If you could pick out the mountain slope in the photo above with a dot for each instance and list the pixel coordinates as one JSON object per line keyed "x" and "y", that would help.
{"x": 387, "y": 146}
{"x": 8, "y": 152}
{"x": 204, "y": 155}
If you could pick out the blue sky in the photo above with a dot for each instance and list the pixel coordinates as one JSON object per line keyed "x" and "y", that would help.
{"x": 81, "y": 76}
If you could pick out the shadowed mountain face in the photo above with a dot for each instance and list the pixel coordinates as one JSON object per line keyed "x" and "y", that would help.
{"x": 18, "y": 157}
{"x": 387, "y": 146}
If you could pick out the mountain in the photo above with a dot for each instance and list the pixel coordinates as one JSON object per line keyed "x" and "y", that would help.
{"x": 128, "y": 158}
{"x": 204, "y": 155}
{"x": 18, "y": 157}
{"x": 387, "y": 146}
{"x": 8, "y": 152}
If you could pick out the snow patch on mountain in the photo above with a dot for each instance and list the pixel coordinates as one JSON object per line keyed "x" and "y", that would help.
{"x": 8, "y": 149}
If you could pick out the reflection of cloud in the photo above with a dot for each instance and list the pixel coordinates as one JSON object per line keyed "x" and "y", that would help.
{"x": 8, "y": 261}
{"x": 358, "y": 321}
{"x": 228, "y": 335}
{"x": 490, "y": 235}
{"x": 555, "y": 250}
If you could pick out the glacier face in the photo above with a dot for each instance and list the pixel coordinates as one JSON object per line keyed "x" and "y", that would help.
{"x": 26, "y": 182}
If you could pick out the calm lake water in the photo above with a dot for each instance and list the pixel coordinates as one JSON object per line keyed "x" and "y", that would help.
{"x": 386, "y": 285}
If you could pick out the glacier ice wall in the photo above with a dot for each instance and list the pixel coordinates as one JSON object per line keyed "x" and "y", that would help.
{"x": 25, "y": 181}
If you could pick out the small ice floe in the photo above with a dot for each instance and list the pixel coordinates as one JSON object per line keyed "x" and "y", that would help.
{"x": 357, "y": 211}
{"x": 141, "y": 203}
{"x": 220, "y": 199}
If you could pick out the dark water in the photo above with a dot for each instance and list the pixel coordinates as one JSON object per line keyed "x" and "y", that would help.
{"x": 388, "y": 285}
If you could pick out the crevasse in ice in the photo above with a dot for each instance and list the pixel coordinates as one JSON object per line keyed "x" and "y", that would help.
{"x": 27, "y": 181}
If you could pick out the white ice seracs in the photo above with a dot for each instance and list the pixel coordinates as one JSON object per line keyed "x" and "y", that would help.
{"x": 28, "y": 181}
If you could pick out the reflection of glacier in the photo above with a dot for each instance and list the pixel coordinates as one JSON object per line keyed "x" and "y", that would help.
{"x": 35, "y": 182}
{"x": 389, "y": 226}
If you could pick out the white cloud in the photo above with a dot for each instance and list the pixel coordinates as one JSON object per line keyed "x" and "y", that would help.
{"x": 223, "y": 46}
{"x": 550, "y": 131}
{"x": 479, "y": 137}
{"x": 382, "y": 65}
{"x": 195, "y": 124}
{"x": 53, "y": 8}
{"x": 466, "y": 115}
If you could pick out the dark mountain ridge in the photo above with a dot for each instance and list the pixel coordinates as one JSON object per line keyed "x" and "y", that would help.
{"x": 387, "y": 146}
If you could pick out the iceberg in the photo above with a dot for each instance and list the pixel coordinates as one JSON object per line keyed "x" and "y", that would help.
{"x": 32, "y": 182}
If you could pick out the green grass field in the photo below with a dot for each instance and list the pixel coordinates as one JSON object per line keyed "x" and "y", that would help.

◇ ◇ ◇ ◇ ◇

_Directive_. Could you rewrite all of the material above, putting "that would be useful" wherever "that would help" appears and keeping everything else unchanged?

_Task solution_.
If you could pick out the mountain slope in the photo above with a dot for each instance and list the pixel coordinates as one JSON object per line keyed "x" and "y", that would be useful.
{"x": 387, "y": 146}
{"x": 8, "y": 152}
{"x": 204, "y": 155}
If you could pick out the blue sky in the photo above with a dot for each instance and list the pixel coordinates as one JSON object per line keyed "x" and "y", that would be useful.
{"x": 81, "y": 76}
If you could pick out the shadowed mountain face in the photo above with a dot for each instance and list the pixel coordinates as one JSON object per line keyed "x" and "y", that would be useful.
{"x": 18, "y": 157}
{"x": 387, "y": 146}
If you could pick out the mountain in the photo above with a dot for each instance and list the pixel coordinates as one JSON object per line keyed "x" and "y", that would be useful.
{"x": 128, "y": 158}
{"x": 204, "y": 155}
{"x": 18, "y": 157}
{"x": 387, "y": 146}
{"x": 8, "y": 152}
If you could pick out the snow patch on mountain in the photo above with a dot for each instance and list the pixel coordinates as one JSON object per line keyed "x" and "y", that would be useful.
{"x": 8, "y": 149}
If you could pick out the reflection of cloud in the photo above with a dot for each instance and list the pixel coordinates as one JSON object per line keyed "x" and "y", that would be useful.
{"x": 8, "y": 261}
{"x": 358, "y": 321}
{"x": 228, "y": 335}
{"x": 490, "y": 235}
{"x": 555, "y": 250}
If you could pick out the glacier face in the photo above with a dot for each instance and list the pixel coordinates as one JSON object per line keyed "x" and "y", that would be useful.
{"x": 26, "y": 182}
If you could pick out the calm lake water in the photo above with a dot for each instance and list the pixel coordinates as one JSON object per line keyed "x" and "y", that would be useful.
{"x": 386, "y": 285}
If you could pick out the glacier ice wall in the photo above with a dot for each instance and list the pixel coordinates as one JSON object per line keyed "x" and "y", that would be useful.
{"x": 25, "y": 181}
If you could pick out the small ice floe in the photo above with a dot for each instance and list the pixel coordinates as one JSON object per line keyed "x" and "y", that would be useful.
{"x": 357, "y": 211}
{"x": 141, "y": 203}
{"x": 220, "y": 199}
If you could pick out the dark water in the photo above with a dot for each instance and list the pixel coordinates as one JSON object per line keyed "x" and "y", that would be useful.
{"x": 388, "y": 285}
If you could pick out the crevasse in ice in the photo above with a dot for each instance and list the pixel coordinates as one JSON object per line keyed "x" and "y", that would be useful.
{"x": 27, "y": 181}
If you could pick out the white ice seracs in the photo above with a dot for each instance and list the pixel coordinates as one JSON object per line keyed "x" and "y", that would be useful.
{"x": 28, "y": 181}
If you could pick out the reflection of glacier in the photo above with a dot for each instance and list the pixel coordinates as one JSON object per line keyed "x" and "y", that would be useful.
{"x": 35, "y": 182}
{"x": 389, "y": 226}
If you could pick out the white cloud in the photo above with a dot for each instance and list the pixel coordinates as one JSON object per line keyed "x" and "y", that would be useful.
{"x": 223, "y": 46}
{"x": 550, "y": 131}
{"x": 479, "y": 137}
{"x": 382, "y": 65}
{"x": 195, "y": 124}
{"x": 53, "y": 8}
{"x": 466, "y": 115}
If you could pick out the dark mountain ridge in the photo above with a dot for each instance and list the pixel coordinates as one JSON object per line keyed "x" and "y", that would be useful.
{"x": 387, "y": 146}
If you could pick out the iceberg in the photo above with a dot for each instance and list the pixel coordinates as one JSON object per line keyed "x" and "y", that would be useful.
{"x": 32, "y": 182}
If you could pick out the green grass field in the photo below with a dot for each instance and list the pixel coordinates as one JSON object per line keyed "x" and "y", that would be useful.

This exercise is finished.